## Provided passage
--------------------------------------------------

Progress?
A few days ago I asked Kos readers to begin formulating concrete ideas for what the Democratic economic agenda should be in the next election, and cited to a Congressional Progressive Caucus Budget Proposal for discussion purposes. (A summary of this budget proposal appears after the fold.) Aside from the obvious benefit of such a discussion, I am struck by the better planning and continuity on the Republican side when it comes to their economic agenda- - planning in a practical, political sense, not in the sense of prudent policy. I don't see an equal coherence or energy on the Democratic side.
Since then, the liberal Economic Policy Institute released an 11-point “Agenda to Raise America’s Pay” that further adds to this discussion. (A discussion of the plan by Paul Waldman.) This plan is summarized below:
1. Raise the minimum wage to $12 by 2020, which would benefit about a third of the workforce directly and indirectly.
2. Have the Department of Labor raise the salary ceiling for time-and-a-half overtime pay from current $23,6660 to roughly $51,000, which would extend overtime protections to 6.1 million additional workers.
3. Strengthen collective bargaining rights, increase penalties for corporate violations of labor laws, and stop the spread of so-called "right-to-work" laws.
4. "Regularize" undocumented workers, either through a path to citizenship or some form of legal recognition.
5. Provide earned sick leave and paid family leave.
6. Pass and enforce laws prohibiting gender and race discrimination in salary.
7. Tighten enforcement of labor standards to stop "wage theft," including failure to: pay minimum wage or overtime, eliminate workplace hazards, pay payroll taxes or worker’s compensation premiums, and provide family and medical leave, and make sure workers have access to courts and are not routed to arbitration.
8. Encourage/require Federal Reserve Board policymakers to prioritize very low rates of unemployment when making Fed policy. (Not sure how exactly this would be done.)
9. Invest in infrastructure and public and nonprofit employment programs that create jobs.
10. Reduce trade deficit by stopping destructive currency manipulation by certain foreign governments.

--------------------------------------------------

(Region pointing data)
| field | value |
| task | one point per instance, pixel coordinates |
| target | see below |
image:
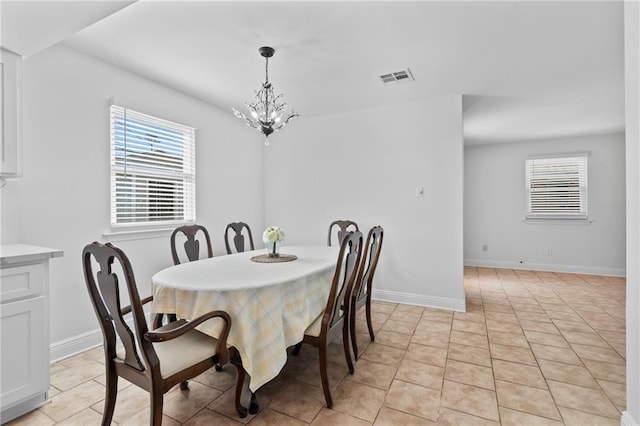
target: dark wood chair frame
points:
(141, 365)
(335, 317)
(343, 226)
(238, 238)
(362, 289)
(192, 245)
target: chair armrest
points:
(127, 309)
(221, 349)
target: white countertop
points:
(19, 253)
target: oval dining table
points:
(270, 304)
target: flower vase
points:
(274, 249)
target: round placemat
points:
(264, 258)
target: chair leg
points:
(253, 405)
(240, 376)
(156, 407)
(111, 392)
(346, 343)
(324, 376)
(352, 330)
(369, 323)
(296, 348)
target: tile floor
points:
(533, 348)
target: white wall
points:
(632, 113)
(365, 166)
(63, 198)
(495, 203)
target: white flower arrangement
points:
(272, 234)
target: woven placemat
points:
(264, 258)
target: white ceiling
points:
(528, 70)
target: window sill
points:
(136, 234)
(557, 221)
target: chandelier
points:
(267, 115)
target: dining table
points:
(271, 301)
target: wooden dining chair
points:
(152, 360)
(362, 288)
(192, 244)
(238, 237)
(334, 319)
(343, 226)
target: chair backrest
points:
(336, 310)
(343, 226)
(238, 237)
(191, 245)
(104, 290)
(368, 264)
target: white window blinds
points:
(152, 170)
(557, 187)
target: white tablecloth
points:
(270, 304)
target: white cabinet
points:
(24, 328)
(10, 114)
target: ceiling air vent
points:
(403, 76)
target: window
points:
(152, 170)
(557, 187)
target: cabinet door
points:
(23, 353)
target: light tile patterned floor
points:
(533, 348)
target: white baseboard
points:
(627, 420)
(549, 267)
(419, 300)
(74, 345)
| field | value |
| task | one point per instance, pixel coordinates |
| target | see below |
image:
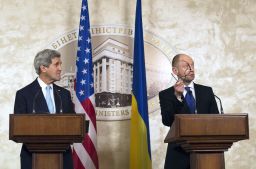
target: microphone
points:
(34, 99)
(57, 92)
(221, 108)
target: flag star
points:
(84, 7)
(81, 92)
(82, 82)
(82, 17)
(81, 28)
(87, 50)
(84, 71)
(86, 61)
(88, 40)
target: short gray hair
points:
(44, 58)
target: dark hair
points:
(175, 60)
(44, 58)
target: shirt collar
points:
(191, 86)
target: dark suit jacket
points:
(31, 97)
(176, 157)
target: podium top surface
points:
(47, 127)
(221, 127)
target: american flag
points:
(85, 153)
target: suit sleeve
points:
(20, 103)
(170, 106)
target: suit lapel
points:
(40, 102)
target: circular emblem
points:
(112, 52)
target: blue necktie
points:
(49, 99)
(190, 100)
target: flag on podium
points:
(85, 153)
(140, 151)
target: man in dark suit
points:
(184, 97)
(43, 96)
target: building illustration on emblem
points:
(112, 67)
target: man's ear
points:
(175, 70)
(43, 68)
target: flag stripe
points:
(91, 150)
(140, 152)
(89, 109)
(85, 154)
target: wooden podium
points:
(206, 137)
(47, 136)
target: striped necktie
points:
(49, 99)
(190, 100)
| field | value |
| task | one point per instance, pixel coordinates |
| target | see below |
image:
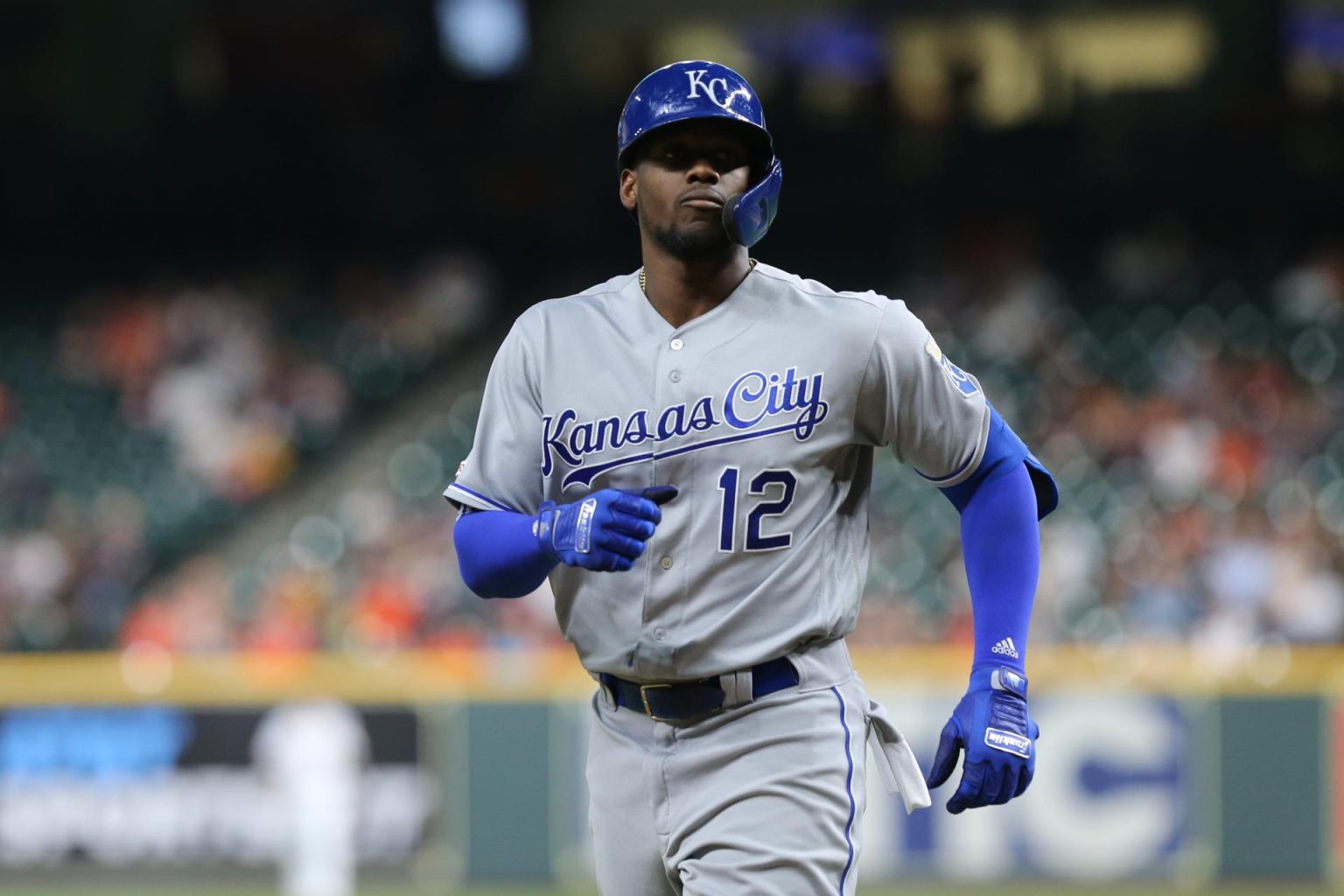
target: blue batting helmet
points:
(699, 89)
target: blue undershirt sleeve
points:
(1000, 543)
(499, 555)
(1000, 506)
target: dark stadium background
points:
(255, 256)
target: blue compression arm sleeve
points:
(499, 555)
(1002, 547)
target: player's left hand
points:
(995, 728)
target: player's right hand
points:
(606, 531)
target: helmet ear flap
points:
(746, 216)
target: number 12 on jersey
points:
(773, 484)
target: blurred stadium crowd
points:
(1187, 401)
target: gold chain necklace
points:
(750, 268)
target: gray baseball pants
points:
(764, 798)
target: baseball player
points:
(686, 451)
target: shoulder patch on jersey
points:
(958, 378)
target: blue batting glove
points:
(605, 531)
(995, 728)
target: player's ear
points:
(629, 188)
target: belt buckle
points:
(644, 696)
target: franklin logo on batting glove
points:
(996, 731)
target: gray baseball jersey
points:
(764, 413)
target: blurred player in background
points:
(311, 757)
(686, 452)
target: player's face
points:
(683, 178)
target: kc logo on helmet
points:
(711, 88)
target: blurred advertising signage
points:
(1110, 800)
(162, 785)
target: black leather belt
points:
(682, 700)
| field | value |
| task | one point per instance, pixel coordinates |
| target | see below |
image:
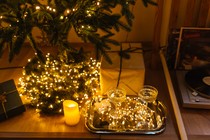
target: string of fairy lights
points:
(47, 85)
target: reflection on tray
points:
(134, 117)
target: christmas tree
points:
(56, 18)
(49, 80)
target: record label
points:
(198, 80)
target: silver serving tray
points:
(91, 121)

--------------------------------------------------

## Required work
**A.** Answer these questions from the blog post:
(i) What minimum wage does the plan propose, and by what year?
(ii) How many additional workers would the overtime salary change cover?
(iii) Which organization released the 11-point agenda?
**B.** In the blog post, copy the passage from "2. Have the" up to and including "of legal recognition.".
**C.** List the three labor-rights measures in point 3 of the blog post's summarized plan.

## Task responses
**A.**
(i) $12 by 2020
(ii) 6.1 million
(iii) The Economic Policy Institute

**B.**
2. Have the Department of Labor raise the salary ceiling for time-and-a-half overtime pay from current $23,6660 to roughly $51,000, which would extend overtime protections to 6.1 million additional workers.
3. Strengthen collective bargaining rights, increase penalties for corporate violations of labor laws, and stop the spread of so-called "right-to-work" laws.
4. "Regularize" undocumented workers, either through a path to citizenship or some form of legal recognition.

**C.**
- Strengthen collective bargaining rights
- Increase penalties for corporate violations of labor laws
- Stop the spread of so-called "right-to-work" laws